_TEXTO PARA LEER_:
_____
Tita Barahona
Cuando, hace 40 años, el Partido Socialista Obrero Español (PSOE), una vez vaciado de los restos de marxismo en el congreso de Suresnes, tuvo opciones de gobierno, acudieron a él en masa ex-falangistas, liberales y oportunistas de todo pelaje en busca de puesto y paga. Muchos y muchas lo consiguieron.
Al Partido Comunista de España (PCE), en algún momento durante el mismo período, debe de haberle pasado algo similar. De otro modo no se entiende que de su seno hayan salido figuras como su actual secretario general, Enrique Santiago, o la ministra de Trabajo del gobierno de España y aspirante a la próxima presidencia del gobierno, Yolanda Díaz.
Estas figuras -lo hemos dicho en otras ocasiones– tienen de comunistas solo el carné del partido. Sus discursos y prácticas políticas son lo suficientemente elocuentes.
_____
_MATERIAL_:
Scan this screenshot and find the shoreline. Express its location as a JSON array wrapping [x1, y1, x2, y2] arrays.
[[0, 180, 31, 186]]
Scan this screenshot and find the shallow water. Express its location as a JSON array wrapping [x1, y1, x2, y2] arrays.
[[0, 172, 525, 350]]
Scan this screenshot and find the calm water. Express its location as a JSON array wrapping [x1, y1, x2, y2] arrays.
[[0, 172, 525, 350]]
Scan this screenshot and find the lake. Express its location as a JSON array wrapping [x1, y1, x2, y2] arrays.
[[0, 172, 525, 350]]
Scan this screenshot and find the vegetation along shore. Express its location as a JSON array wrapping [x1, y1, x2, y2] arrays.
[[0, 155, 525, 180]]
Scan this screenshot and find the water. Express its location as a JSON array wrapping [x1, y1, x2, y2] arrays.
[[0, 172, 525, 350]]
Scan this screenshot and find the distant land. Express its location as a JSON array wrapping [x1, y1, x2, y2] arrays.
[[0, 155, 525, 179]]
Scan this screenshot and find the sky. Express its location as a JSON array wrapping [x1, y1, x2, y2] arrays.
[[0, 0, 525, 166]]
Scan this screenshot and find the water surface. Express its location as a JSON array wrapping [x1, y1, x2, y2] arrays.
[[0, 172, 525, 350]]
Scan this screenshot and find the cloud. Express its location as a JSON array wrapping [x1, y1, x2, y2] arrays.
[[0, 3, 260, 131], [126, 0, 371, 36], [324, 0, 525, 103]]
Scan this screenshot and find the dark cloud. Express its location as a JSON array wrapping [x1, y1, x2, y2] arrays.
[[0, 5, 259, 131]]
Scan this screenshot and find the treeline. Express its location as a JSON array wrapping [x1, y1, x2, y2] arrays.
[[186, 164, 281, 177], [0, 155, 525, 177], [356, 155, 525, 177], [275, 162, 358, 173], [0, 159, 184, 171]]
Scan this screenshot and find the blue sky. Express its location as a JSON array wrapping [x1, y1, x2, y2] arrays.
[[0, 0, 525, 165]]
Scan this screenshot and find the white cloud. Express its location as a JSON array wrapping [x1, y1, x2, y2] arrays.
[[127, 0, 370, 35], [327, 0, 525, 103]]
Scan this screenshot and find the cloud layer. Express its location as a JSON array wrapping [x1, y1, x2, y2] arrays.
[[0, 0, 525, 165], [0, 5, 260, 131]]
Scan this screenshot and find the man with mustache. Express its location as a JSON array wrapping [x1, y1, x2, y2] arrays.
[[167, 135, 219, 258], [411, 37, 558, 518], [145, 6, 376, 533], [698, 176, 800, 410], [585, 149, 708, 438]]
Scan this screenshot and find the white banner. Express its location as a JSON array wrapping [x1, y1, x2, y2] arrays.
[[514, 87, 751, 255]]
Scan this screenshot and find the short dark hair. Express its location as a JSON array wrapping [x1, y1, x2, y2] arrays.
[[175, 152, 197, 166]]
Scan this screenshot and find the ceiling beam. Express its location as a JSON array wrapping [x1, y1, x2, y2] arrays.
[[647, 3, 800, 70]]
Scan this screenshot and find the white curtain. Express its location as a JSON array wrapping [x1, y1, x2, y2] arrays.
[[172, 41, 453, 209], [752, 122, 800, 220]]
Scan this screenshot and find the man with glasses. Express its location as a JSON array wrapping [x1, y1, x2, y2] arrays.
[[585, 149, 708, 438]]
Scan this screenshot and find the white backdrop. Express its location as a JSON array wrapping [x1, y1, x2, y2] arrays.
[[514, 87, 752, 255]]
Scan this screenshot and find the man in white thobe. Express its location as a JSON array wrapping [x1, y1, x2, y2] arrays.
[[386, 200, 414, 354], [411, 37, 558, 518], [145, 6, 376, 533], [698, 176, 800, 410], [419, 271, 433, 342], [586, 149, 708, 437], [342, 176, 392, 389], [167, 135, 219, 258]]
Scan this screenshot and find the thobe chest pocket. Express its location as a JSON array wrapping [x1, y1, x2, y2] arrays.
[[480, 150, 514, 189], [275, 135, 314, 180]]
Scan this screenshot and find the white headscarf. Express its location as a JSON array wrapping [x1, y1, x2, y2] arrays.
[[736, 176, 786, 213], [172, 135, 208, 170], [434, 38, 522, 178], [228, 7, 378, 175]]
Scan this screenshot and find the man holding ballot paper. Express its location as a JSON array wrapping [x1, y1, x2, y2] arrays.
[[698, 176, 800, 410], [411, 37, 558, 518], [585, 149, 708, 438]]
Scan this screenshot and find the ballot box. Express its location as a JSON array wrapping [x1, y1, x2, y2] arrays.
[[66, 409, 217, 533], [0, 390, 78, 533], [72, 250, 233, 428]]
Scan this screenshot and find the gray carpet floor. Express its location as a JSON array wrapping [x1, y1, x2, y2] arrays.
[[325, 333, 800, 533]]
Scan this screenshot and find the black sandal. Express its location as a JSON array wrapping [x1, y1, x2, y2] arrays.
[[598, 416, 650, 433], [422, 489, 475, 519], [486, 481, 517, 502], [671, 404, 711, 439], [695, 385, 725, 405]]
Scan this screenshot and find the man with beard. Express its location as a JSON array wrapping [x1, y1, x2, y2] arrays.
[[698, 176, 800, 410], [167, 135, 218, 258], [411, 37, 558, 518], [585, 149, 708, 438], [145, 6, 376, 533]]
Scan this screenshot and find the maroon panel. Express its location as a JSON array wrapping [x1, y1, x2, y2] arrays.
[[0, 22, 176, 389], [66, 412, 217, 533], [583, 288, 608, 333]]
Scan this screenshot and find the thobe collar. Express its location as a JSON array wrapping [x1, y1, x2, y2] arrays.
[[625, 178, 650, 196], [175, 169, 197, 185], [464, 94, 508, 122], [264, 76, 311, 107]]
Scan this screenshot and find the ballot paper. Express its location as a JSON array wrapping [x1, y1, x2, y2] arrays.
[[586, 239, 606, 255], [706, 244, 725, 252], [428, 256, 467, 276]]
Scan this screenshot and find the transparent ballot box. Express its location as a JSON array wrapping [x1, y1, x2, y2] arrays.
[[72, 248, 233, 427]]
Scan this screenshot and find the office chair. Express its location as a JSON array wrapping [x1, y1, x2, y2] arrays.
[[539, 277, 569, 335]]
_____
_EJERCICIOS_:
- A) En el texto sobre el PSOE y el PCE, ¿qué cargo ocupa Enrique Santiago?
- B) Sigue escribiendo el texto sobre el PSOE y el PCE a partir de su última frase.

_RESPUESTAS UNA A UNA_:
- A) Es el secretario general del Partido Comunista de España (PCE).

- B)
En el caso de Yolanda Díaz, desde que comenzó a urdir el engaño de la reforma laboral -primero para “derogarla”, después para “modernizarla” y finalmente para “cambiar de paradigma” y dejarla en esencia como estaba- se ha esforzado por armonizar a dos sectores sociales que son antagónicos: los trabajadores y los empresarios, y hacernos creer que lo que es bueno para unos lo es para los otros.
«La señora Yolanda Díaz pone en evidencia que su conversión al credo social-liberal lleva aparejado el correspondiente complemento de un feminismo también liberal, muy bien avenido con el sistema capitalista»
Lo ha vuelto a remarcar en la última entrevista publicada en El País, cuando, a la pregunta de quién gana y quién pierde con su reforma laboral, la ministra sostiene que los trabajadores ganan y los empresarios no pierden. La cuadratura del círculo.
No obstante, lo que aquí queremos destacar es que, antes de dar esta respuesta salomónica y absolutamente falaz -porque aquí solo pierde una parte y sabemos cuál-, dice -calificando el contenido de la pregunta-: “eso es muy masculino”.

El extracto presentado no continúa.